Your task is to output all the records below, word for word.
***
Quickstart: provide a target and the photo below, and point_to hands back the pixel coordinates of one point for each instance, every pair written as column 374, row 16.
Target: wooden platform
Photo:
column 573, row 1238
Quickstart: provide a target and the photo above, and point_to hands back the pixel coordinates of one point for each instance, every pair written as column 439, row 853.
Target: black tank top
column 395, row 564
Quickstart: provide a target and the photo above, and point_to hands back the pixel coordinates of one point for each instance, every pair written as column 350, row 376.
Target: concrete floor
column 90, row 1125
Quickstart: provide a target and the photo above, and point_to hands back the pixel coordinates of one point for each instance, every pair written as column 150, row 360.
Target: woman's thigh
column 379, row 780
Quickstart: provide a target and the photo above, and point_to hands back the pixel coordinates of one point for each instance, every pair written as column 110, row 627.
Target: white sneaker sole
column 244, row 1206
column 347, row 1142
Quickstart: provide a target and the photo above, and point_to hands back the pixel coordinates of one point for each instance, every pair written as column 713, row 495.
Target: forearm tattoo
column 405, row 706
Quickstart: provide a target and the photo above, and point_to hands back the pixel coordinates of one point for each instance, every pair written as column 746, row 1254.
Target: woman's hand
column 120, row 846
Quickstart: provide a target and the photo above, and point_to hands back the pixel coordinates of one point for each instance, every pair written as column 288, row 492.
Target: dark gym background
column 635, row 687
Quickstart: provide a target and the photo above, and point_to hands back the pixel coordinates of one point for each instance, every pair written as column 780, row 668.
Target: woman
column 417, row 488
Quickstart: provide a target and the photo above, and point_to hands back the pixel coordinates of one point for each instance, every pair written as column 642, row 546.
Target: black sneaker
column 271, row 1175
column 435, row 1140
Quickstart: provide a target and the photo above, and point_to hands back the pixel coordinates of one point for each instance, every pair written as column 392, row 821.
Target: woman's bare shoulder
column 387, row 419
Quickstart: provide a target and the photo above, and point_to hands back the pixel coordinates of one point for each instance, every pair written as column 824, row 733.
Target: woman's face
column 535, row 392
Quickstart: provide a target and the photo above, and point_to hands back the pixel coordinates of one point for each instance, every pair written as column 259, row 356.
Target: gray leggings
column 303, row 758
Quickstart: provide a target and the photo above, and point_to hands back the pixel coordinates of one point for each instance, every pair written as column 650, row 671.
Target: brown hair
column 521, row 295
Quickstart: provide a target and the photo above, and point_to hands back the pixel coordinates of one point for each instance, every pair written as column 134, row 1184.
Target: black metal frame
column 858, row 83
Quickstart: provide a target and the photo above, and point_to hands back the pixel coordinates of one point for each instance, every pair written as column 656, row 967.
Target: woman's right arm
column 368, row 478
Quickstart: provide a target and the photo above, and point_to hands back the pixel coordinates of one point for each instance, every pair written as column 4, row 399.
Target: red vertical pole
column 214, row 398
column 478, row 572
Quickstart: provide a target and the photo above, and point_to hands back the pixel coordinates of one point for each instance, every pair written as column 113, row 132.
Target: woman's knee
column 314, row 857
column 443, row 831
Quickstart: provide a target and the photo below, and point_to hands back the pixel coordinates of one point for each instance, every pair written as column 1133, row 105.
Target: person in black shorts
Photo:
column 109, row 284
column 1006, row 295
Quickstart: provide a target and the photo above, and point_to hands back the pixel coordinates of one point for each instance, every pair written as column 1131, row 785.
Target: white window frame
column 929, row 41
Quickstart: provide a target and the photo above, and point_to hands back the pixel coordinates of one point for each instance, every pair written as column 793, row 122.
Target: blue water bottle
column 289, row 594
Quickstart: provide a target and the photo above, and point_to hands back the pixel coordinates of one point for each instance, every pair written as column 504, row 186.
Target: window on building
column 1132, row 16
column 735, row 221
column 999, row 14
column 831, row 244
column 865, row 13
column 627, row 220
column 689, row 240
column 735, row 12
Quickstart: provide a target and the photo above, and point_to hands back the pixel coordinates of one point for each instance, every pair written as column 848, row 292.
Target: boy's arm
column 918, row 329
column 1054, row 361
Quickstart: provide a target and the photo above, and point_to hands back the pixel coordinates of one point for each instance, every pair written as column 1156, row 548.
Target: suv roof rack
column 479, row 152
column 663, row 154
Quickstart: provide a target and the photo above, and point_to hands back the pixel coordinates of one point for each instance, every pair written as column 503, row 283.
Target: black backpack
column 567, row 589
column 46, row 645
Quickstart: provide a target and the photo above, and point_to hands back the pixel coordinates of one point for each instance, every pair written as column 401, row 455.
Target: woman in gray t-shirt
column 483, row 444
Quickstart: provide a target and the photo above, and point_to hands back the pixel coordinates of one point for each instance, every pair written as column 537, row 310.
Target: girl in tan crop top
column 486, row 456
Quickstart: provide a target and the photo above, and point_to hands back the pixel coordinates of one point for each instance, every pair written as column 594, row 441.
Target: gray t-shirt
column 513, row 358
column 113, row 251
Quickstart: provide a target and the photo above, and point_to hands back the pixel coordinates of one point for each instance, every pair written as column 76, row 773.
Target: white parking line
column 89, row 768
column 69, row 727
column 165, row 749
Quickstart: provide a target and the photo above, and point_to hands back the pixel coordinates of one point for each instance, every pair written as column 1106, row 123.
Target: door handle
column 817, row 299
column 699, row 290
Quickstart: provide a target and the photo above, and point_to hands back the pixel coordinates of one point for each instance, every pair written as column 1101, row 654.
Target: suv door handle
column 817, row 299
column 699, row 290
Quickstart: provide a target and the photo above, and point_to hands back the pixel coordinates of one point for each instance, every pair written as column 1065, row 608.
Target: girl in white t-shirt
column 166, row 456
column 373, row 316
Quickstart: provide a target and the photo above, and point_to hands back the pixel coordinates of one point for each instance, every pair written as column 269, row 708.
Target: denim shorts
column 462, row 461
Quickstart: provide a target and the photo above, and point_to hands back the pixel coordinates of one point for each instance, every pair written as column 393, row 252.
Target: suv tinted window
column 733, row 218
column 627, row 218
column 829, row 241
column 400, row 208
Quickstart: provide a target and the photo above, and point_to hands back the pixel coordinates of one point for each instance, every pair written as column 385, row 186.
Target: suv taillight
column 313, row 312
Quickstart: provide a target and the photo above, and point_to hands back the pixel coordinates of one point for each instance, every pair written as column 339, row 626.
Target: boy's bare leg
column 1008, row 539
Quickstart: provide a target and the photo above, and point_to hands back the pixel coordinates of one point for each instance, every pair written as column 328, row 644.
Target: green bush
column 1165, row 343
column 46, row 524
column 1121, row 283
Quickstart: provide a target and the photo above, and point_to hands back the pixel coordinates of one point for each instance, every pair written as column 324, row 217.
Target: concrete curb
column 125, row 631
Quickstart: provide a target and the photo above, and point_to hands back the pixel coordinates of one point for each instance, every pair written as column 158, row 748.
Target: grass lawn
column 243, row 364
***
The answer =>
Quickstart: provide a target and the photo below, and point_to hands back the pixel coordinates of one point for each instance, every pair written as column 374, row 16.
Target: wooden platform
Photo:
column 573, row 1238
Quickstart: provide a target and the photo above, and point_to hands back the pixel coordinates of one point for each instance, every pair written as column 439, row 853.
Target: black tank top
column 395, row 564
Quickstart: provide a target and the photo above, and point_to hands back the pixel coordinates of one point for each instance, every pair written as column 350, row 376.
Target: concrete floor
column 90, row 1125
Quickstart: provide a target and the photo above, and point_to hands back the pixel coordinates of one point for each instance, every pair written as column 150, row 360.
Target: woman's thigh
column 379, row 780
Quickstart: provide a target and the photo above, and point_to hands back the pixel coordinates of one point for each instance, every pair written as column 110, row 627.
Target: white sneaker sole
column 244, row 1206
column 347, row 1142
Quickstart: provide a target and the photo above, and point_to hands back the pixel coordinates of one point for each instance, every pair written as column 713, row 495.
Target: forearm tattoo
column 405, row 706
Quickstart: provide a target and the photo above, and point_to hands back the pixel coordinates of one point for each instance, every pair written as column 746, row 1254.
Target: woman's hand
column 120, row 846
Quickstart: provide a target and the photo above, and point_to hands back the pixel coordinates of one point for each instance, every pair written as column 288, row 492.
Target: dark gym background
column 635, row 687
Quickstart: provide a target and the photo above, and point_to hands back the pixel coordinates of one point for each instance, every pair written as column 780, row 668.
Target: woman
column 417, row 488
Quickstart: provide a target and the photo above, and point_to hands back the pixel coordinates of one point for each instance, every pair written as column 642, row 546.
Target: black sneaker
column 271, row 1175
column 435, row 1140
Quickstart: provide a target and the photo above, and point_to hands back the pixel coordinates of one point for each instance, every pair written as column 392, row 821.
Target: woman's bare shoulder
column 387, row 419
Quickstart: provide a target and the photo above, and point_to hands back the pixel coordinates of one point for each instance, every pair written as column 824, row 733.
Target: woman's face
column 535, row 392
Quickstart: provide a target and the photo above, and point_to hands back the pixel coordinates of one point for each instance, every pair written as column 259, row 356.
Target: gray leggings
column 303, row 758
Quickstart: provide a target and the photo above, and point_to hands back the pixel coordinates of one point for each instance, every pair written as column 650, row 671.
Target: brown hair
column 521, row 295
Quickstart: provide a target and the photo above, and point_to hands back the pixel coordinates of one point for each instance, every pair written as column 134, row 1184.
Target: black metal frame
column 858, row 83
Quickstart: provide a target and the photo above, and point_to hands back the pixel coordinates of one point for each instance, every pair written as column 656, row 967.
Target: woman's right arm
column 368, row 478
Quickstart: provide a target and the photo above, and point_to hands back the pixel coordinates of one point for each instance, every pair written as column 4, row 399.
Target: red vertical pole
column 214, row 398
column 478, row 572
Quickstart: provide a target and the photo above, and point_to hands back the pixel coordinates of one point for each instance, every pair written as column 113, row 132.
Target: woman's knee
column 314, row 857
column 443, row 831
Quickstart: provide a target and the photo below, and point_to hands back the pixel coordinates of one point for each instance, every pair written as column 1133, row 105.
Target: person in black shorts
Photo:
column 109, row 284
column 1006, row 295
Quickstart: provide a target and the photo above, and point_to hands back the pixel coordinates of one point for each instance, every pair written as column 1131, row 785.
Target: white window frame
column 929, row 41
Quickstart: provide a target and the photo above, and point_to hands back the pixel coordinates of one point for each instance, every pair written as column 793, row 122.
Target: blue water bottle
column 289, row 594
Quickstart: provide a target and the photo above, and point_to hands back the pixel coordinates of one point for each instance, every pair written as column 504, row 186.
Target: window on building
column 1132, row 16
column 735, row 221
column 999, row 14
column 831, row 244
column 865, row 13
column 627, row 220
column 689, row 240
column 735, row 12
Quickstart: provide a target and the photo above, and point_to hands back the pixel coordinates of one point for each instance, every pair written as column 848, row 292.
Target: boy's arm
column 918, row 329
column 1054, row 361
Quickstart: provide a target and the photo above, and point_to hands back the pixel coordinates of one point for each instance, every pair written as column 1156, row 548.
Target: suv roof rack
column 479, row 152
column 663, row 154
Quickstart: provide a target and the photo above, and point_to hands back the pixel coordinates of one point for each instance, every pair written as column 503, row 283.
Target: black backpack
column 567, row 589
column 46, row 645
Quickstart: provide a target and the photo above, and point_to hands back the pixel coordinates of one point for each instance, every pair written as column 401, row 455.
Target: woman in gray t-shirt
column 483, row 444
Quickstart: provide a target and the photo above, and point_to hands back the pixel coordinates of one point for each instance, every pair written as column 537, row 310.
Target: girl in tan crop top
column 486, row 456
Quickstart: provide a target and the photo above, and point_to hands back the pixel coordinates of one point for each instance, every pair written as column 594, row 441.
Target: gray t-shirt
column 513, row 358
column 113, row 251
Quickstart: provide a target and the photo above, and point_to hands back the pixel coordinates of one point for each instance, every pair written as column 76, row 773.
Target: white parking line
column 89, row 768
column 69, row 727
column 165, row 749
Quickstart: provide a target and the photo above, and point_to hands back the pixel coordinates of one point for each instance, every pair written as column 1106, row 123.
Target: door handle
column 817, row 299
column 699, row 290
Quickstart: provide a target and the photo above, and point_to hands back the pixel coordinates of one point for each instance, every pair written as column 1101, row 654.
Target: suv door handle
column 817, row 299
column 699, row 290
Quickstart: provide a target and the photo above, and point_to hands back the pixel coordinates of one point for each instance, every pair written as column 1065, row 608.
Target: girl in white t-shirt
column 166, row 456
column 373, row 316
Quickstart: provide a target and the photo above, and point_to hands back the pixel coordinates of one point for each instance, every pair written as column 269, row 708.
Target: denim shorts
column 462, row 461
Quickstart: provide a target and the photo above, and point_to hands back the pixel coordinates of one point for each instance, every pair written as column 393, row 252.
Target: suv tinted window
column 733, row 218
column 627, row 218
column 829, row 241
column 400, row 208
Quickstart: provide a target and the photo above, and point_to hands back the pixel coordinates of one point for each instance, every pair written as column 385, row 186.
Target: suv taillight
column 313, row 312
Quickstart: provide a target and the photo above, and point_to hands back the pixel coordinates of one point for each instance, every pair written as column 339, row 626.
Target: boy's bare leg
column 1008, row 539
Quickstart: provide a target and the photo above, and point_to hands back the pixel coordinates of one point for each instance, every pair written as column 328, row 644.
Target: green bush
column 1165, row 343
column 46, row 524
column 1121, row 283
Quickstart: provide a target and the photo above, and point_to hands back the pixel coordinates of one point for each instance, every pair written as column 324, row 217.
Target: concrete curb
column 125, row 631
Quickstart: provide a target and the photo above, and point_to hands back the pixel coordinates of one point for each instance, every pair written as column 158, row 748.
Target: grass lawn
column 243, row 364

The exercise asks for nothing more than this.